**Dataset rows:**

§

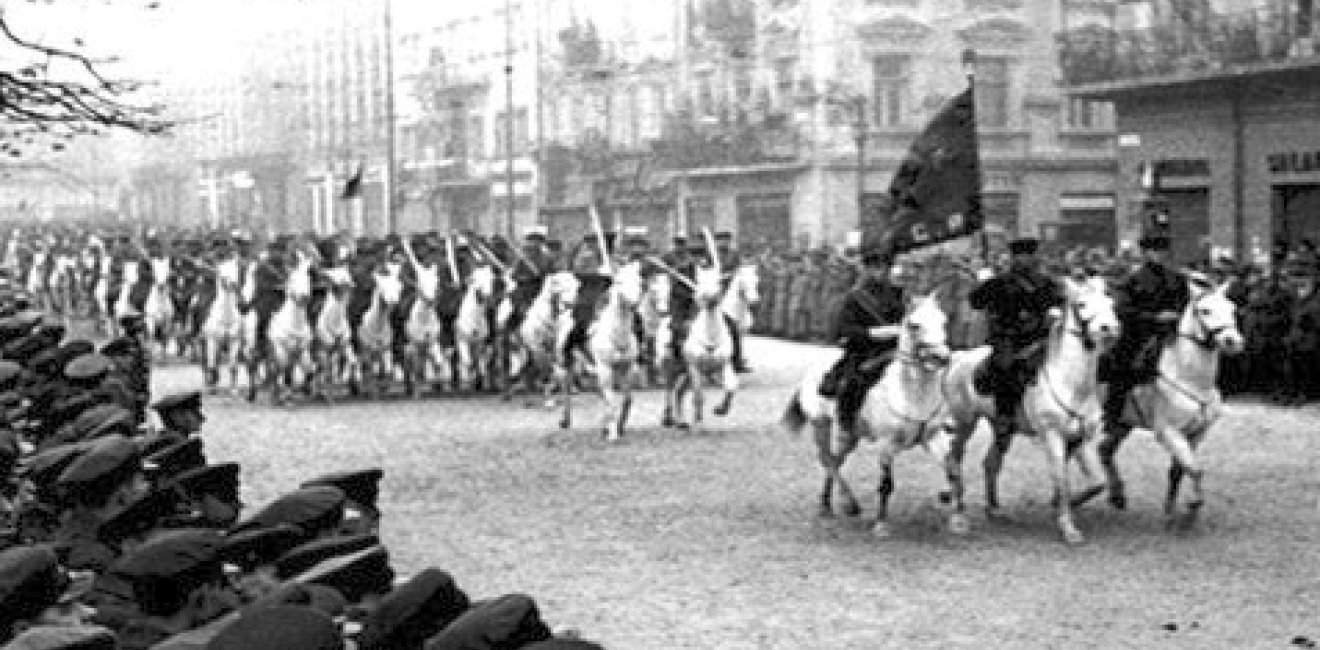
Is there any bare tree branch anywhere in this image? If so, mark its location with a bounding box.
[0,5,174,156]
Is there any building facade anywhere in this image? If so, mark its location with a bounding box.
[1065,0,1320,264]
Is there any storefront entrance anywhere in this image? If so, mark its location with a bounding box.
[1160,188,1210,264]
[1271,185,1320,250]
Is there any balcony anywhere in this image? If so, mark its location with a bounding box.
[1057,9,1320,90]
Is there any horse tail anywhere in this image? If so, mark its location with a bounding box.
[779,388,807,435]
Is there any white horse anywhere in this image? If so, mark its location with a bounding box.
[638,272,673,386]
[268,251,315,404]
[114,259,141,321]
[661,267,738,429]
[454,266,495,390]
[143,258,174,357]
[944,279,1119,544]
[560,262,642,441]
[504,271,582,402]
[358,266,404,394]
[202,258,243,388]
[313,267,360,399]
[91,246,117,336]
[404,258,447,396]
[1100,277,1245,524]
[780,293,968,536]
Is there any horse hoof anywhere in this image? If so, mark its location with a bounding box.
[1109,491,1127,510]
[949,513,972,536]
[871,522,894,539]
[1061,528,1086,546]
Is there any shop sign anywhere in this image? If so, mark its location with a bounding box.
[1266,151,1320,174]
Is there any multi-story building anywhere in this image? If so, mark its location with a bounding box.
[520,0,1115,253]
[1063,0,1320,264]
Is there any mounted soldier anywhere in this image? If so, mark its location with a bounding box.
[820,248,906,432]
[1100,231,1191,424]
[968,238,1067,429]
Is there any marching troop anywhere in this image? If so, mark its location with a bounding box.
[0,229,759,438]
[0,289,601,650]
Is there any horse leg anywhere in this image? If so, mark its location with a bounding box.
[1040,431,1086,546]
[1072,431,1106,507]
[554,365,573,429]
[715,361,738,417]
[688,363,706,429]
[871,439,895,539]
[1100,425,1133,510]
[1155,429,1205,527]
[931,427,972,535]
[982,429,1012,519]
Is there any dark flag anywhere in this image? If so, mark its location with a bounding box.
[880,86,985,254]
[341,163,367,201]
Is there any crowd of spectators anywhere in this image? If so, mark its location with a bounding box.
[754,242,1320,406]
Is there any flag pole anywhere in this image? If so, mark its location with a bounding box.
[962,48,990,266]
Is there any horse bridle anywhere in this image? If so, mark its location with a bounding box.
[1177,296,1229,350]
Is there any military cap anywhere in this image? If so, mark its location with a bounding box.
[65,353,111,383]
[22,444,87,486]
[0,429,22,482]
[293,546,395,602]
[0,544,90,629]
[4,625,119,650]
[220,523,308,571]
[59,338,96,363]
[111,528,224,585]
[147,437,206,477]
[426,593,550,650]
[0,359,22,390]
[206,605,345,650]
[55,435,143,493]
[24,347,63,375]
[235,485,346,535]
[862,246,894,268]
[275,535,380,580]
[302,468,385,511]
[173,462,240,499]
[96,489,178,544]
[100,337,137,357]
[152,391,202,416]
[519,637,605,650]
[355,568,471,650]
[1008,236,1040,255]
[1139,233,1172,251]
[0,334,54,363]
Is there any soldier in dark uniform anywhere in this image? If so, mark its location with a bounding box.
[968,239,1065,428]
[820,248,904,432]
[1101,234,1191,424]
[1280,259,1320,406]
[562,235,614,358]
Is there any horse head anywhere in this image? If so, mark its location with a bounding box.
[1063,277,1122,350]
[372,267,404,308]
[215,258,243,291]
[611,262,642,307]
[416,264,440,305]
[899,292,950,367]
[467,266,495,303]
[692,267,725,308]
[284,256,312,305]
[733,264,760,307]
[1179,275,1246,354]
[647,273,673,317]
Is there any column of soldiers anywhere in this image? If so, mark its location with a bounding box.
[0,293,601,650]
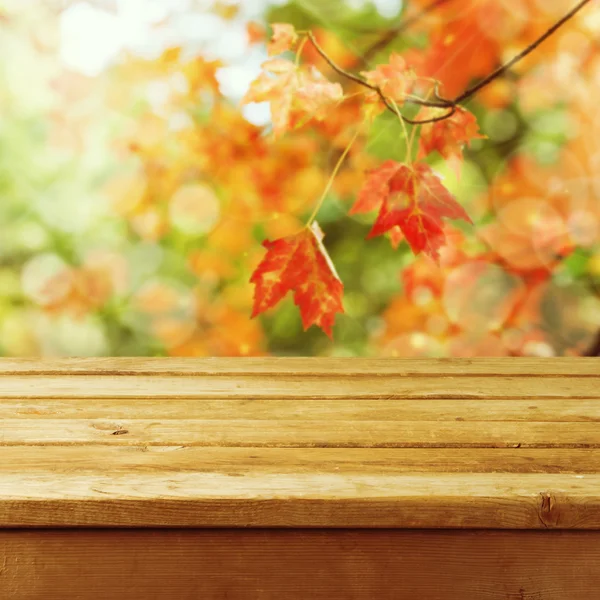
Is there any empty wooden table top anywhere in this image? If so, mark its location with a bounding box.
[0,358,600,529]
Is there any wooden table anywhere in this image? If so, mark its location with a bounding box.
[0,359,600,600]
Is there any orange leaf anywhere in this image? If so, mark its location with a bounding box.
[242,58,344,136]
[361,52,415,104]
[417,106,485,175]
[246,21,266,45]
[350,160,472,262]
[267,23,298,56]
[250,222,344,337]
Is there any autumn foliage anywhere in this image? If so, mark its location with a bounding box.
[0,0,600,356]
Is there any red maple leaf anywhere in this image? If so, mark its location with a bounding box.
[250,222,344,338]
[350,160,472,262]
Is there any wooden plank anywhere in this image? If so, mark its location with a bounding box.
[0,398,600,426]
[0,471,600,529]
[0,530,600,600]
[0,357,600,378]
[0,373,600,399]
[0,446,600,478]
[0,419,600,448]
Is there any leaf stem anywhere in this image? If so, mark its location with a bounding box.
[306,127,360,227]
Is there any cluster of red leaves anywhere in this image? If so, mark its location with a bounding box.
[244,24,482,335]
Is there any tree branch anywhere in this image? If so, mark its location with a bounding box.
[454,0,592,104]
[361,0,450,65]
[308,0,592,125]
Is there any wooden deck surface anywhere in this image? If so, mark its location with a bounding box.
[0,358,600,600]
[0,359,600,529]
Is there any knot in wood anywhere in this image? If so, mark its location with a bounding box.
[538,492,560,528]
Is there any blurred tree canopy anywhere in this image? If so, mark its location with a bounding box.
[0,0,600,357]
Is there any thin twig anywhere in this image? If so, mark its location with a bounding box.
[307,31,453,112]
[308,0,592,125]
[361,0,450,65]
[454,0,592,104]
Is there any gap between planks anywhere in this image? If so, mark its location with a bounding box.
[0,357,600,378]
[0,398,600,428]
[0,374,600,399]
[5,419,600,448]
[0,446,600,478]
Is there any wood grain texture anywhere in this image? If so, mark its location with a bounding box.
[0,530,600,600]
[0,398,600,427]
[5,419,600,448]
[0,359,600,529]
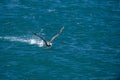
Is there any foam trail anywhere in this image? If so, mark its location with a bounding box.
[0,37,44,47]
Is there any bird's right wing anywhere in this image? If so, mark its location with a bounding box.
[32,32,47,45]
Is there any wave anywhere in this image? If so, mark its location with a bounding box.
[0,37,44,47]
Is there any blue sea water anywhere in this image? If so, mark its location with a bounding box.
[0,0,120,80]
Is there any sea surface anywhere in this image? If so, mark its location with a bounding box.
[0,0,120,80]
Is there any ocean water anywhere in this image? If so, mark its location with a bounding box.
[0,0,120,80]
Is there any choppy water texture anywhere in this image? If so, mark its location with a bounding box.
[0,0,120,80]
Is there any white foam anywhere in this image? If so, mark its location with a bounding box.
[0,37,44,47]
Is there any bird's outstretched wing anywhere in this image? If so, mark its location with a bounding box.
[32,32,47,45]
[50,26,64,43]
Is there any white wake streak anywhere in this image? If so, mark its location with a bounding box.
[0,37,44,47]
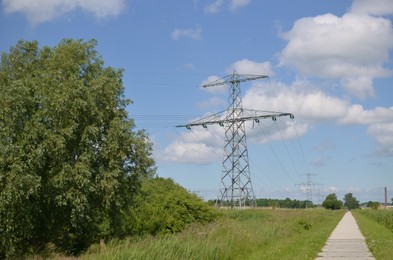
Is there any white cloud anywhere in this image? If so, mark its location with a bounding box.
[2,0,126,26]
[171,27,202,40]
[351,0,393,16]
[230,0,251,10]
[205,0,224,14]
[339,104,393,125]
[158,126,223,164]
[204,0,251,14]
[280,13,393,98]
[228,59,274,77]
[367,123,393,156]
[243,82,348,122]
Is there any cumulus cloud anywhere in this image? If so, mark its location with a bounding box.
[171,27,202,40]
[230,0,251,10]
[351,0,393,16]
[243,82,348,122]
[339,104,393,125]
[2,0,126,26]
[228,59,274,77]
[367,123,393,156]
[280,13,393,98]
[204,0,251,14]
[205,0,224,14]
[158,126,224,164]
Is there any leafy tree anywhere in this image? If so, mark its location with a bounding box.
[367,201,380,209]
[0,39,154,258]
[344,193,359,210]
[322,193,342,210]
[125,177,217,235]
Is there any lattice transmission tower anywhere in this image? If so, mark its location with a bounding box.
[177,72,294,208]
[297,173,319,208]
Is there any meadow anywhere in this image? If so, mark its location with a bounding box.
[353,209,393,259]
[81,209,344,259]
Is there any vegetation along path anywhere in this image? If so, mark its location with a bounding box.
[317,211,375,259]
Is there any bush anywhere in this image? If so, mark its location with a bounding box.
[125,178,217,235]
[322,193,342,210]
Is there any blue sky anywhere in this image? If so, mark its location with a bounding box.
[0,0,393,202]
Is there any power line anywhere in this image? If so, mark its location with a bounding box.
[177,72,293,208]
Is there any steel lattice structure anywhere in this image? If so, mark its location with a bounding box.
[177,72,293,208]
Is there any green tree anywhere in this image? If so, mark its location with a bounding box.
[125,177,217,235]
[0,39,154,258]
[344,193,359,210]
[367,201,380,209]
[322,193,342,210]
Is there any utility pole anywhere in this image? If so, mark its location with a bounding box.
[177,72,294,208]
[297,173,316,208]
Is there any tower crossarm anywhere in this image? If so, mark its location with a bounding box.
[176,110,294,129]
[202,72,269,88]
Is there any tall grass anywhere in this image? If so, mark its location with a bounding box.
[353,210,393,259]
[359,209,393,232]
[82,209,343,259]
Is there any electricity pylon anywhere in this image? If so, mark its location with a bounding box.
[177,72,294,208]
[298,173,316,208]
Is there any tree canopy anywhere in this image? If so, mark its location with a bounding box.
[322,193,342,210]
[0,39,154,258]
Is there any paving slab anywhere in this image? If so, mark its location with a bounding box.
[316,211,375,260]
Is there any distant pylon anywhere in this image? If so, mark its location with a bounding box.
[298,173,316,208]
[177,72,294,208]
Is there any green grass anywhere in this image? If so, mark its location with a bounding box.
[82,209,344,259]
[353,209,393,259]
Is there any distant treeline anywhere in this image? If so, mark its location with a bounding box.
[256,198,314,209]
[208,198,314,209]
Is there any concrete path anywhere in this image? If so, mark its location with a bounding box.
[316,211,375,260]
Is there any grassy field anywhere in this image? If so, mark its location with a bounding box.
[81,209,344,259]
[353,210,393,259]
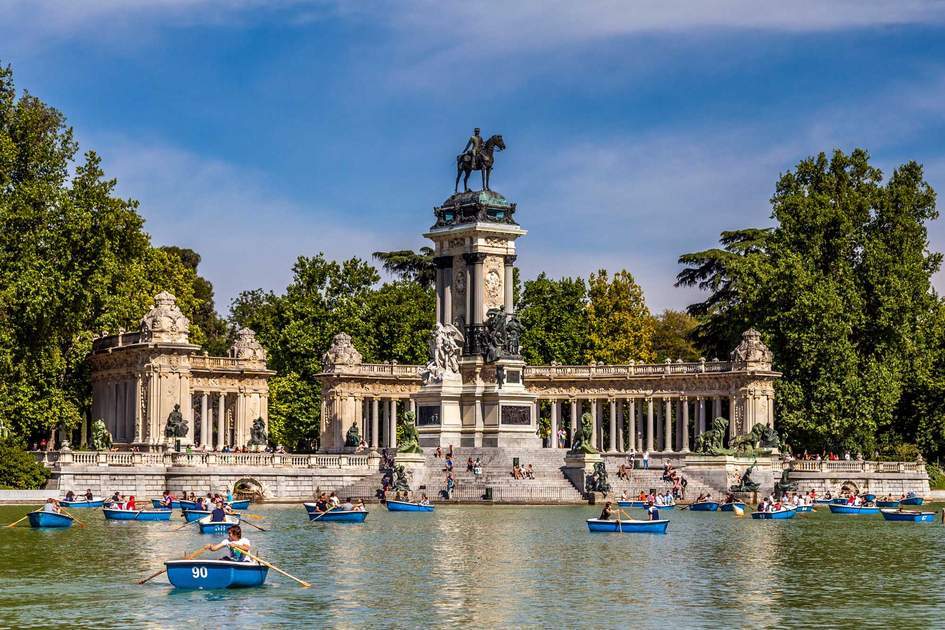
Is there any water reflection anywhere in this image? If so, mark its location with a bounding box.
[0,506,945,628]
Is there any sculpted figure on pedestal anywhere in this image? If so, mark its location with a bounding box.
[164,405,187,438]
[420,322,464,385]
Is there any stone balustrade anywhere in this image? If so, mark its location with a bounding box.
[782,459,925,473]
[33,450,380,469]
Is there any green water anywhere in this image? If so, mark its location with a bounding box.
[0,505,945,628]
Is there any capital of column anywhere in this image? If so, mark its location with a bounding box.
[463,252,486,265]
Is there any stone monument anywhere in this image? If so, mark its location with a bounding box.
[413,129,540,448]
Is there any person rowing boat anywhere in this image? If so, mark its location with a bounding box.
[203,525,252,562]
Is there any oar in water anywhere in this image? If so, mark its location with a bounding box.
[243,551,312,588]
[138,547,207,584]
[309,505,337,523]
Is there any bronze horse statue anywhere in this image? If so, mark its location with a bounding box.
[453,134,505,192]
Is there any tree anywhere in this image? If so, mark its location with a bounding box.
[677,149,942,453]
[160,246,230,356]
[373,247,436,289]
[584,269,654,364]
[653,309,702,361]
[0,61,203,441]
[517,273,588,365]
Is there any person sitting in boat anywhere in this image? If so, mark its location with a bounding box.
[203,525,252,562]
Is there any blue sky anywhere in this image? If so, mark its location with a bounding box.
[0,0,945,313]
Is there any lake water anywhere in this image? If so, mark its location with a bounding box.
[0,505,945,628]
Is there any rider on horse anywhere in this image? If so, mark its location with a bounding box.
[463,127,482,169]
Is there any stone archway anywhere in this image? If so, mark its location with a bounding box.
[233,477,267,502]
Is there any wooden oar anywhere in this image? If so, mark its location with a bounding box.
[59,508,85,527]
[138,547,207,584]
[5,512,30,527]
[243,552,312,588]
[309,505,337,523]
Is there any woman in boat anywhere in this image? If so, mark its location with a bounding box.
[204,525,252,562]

§

**Written instruction:**
Format everything from the line containing "Is there any horse tail" down to the line containing "[779,388,807,435]" as a JSON list of strings, one string per line, leaving out any blank lines.

**Worked solution:**
[
  "Is there any horse tail anywhere in this image? If so, mark its location with a bounding box.",
  "[779,388,807,435]"
]